** EXTRAIT DE PAGE **
- - - - -
Le demandeur invoque, à l'appui de son pourvoi, trois moyens de cassation.
Le dossier a été communiqué au procureur général.
Sur le rapport de M. Montfort, conseiller référendaire, les observations de Me Guermonprez, avocat de M. [Z], de la SCP Gatineau, Fattaccini et Rebeyrol, avocat de la Caisse interprofessionnelle de prévoyance et d'assurance vieillesse des professions libérales, et l'avis de Mme Pieri-Gauthier, avocat général, après débats en l'audience publique du 15 janvier 2025 où étaient présents Mme Martinel, président, M. Montfort, conseiller référendaire rapporteur, Mme Lapasset, conseiller, et Mme Gratian, greffier de chambre,
la deuxième chambre civile de la Cour de cassation, composée des président et conseillers précités, après en avoir délibéré conformément à la loi, a rendu le présent arrêt.
- - - - -
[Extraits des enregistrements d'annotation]
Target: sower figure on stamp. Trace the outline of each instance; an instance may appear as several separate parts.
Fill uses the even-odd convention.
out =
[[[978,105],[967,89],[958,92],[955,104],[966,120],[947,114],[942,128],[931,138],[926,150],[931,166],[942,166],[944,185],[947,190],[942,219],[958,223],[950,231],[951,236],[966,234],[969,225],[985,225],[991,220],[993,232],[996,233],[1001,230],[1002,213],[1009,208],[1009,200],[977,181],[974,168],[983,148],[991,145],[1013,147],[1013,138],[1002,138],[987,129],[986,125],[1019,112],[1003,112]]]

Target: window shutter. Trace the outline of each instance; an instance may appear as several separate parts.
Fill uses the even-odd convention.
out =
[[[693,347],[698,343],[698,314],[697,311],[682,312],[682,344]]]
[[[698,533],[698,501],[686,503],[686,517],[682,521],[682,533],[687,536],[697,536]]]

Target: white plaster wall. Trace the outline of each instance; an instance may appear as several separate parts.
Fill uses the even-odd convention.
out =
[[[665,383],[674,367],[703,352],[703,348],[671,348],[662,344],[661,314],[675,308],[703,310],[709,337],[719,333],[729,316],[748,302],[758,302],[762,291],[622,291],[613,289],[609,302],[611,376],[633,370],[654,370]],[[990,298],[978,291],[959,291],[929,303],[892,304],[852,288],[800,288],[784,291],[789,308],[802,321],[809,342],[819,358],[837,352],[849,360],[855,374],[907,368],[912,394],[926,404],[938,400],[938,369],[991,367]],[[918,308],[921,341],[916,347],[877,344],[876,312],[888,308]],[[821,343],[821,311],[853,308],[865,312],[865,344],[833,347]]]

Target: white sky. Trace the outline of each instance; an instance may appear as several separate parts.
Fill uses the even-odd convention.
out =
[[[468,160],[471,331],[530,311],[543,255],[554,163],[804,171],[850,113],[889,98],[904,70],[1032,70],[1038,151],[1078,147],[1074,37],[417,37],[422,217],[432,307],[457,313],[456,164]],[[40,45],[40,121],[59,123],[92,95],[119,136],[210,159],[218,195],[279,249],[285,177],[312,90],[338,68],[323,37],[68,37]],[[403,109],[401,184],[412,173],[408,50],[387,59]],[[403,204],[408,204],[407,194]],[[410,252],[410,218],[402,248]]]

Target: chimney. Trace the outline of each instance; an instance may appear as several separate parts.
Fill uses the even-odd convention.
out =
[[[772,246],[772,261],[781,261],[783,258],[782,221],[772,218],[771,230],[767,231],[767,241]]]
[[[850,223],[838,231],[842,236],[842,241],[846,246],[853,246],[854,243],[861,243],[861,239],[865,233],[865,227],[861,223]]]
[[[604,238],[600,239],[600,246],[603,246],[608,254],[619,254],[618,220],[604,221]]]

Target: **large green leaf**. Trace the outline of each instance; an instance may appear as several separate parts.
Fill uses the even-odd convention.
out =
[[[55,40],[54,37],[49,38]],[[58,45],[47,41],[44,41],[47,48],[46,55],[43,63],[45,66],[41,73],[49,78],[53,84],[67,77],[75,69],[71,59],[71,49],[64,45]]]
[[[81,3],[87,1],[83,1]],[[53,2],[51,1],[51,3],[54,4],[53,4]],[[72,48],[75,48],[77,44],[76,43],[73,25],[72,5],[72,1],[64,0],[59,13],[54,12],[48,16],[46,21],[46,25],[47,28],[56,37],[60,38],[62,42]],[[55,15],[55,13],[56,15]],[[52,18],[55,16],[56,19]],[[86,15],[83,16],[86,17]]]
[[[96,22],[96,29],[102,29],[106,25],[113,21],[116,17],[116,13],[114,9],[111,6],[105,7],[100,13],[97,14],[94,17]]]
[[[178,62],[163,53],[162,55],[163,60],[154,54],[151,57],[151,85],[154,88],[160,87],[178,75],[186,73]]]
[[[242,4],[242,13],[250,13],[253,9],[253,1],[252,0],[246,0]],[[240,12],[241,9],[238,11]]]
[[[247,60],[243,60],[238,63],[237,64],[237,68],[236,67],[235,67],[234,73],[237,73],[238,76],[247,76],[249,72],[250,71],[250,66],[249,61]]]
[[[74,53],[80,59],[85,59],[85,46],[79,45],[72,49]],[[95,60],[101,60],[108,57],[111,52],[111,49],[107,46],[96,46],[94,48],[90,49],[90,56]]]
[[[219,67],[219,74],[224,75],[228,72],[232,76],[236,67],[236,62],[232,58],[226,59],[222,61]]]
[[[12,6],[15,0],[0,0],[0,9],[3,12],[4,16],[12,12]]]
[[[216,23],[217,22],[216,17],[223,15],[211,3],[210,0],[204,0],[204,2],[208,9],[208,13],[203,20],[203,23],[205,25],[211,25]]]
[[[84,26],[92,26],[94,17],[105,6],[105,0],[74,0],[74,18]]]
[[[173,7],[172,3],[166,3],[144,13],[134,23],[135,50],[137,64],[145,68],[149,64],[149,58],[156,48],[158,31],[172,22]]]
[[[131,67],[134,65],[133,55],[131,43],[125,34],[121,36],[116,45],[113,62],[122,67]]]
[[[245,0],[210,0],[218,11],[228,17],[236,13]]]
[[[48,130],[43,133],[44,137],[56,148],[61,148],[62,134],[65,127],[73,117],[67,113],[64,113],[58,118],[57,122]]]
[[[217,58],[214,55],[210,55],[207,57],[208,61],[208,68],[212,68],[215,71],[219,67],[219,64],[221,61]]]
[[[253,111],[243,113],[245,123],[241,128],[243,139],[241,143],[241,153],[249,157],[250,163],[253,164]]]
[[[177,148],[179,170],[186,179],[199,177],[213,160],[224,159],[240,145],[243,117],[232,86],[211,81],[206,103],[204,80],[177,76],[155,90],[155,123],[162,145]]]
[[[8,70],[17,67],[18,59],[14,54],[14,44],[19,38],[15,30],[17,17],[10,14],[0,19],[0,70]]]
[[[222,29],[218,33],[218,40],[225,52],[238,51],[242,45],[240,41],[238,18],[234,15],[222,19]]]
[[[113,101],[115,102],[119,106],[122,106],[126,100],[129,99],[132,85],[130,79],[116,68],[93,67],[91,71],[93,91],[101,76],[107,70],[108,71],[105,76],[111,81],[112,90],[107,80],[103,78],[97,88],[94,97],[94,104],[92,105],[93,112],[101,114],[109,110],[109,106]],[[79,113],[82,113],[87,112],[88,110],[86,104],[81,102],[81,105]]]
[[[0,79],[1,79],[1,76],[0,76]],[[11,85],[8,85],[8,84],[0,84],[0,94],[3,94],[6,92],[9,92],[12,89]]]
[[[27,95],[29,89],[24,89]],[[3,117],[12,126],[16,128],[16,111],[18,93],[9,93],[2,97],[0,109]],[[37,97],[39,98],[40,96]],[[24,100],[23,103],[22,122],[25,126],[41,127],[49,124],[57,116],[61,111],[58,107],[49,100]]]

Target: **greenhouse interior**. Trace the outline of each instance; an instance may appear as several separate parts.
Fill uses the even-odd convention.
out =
- - - - -
** CONSIGNE ÉCRITE **
Recopiez sans rien changer le passage de l'extrait de page qui va de « Le demandeur invoque, à » jusqu'à « le présent arrêt. ».

** CORRIGÉ ÉCRIT **
Le demandeur invoque, à l'appui de son pourvoi, trois moyens de cassation.
Le dossier a été communiqué au procureur général.
Sur le rapport de M. Montfort, conseiller référendaire, les observations de Me Guermonprez, avocat de M. [Z], de la SCP Gatineau, Fattaccini et Rebeyrol, avocat de la Caisse interprofessionnelle de prévoyance et d'assurance vieillesse des professions libérales, et l'avis de Mme Pieri-Gauthier, avocat général, après débats en l'audience publique du 15 janvier 2025 où étaient présents Mme Martinel, président, M. Montfort, conseiller référendaire rapporteur, Mme Lapasset, conseiller, et Mme Gratian, greffier de chambre,
la deuxième chambre civile de la Cour de cassation, composée des président et conseillers précités, après en avoir délibéré conformément à la loi, a rendu le présent arrêt.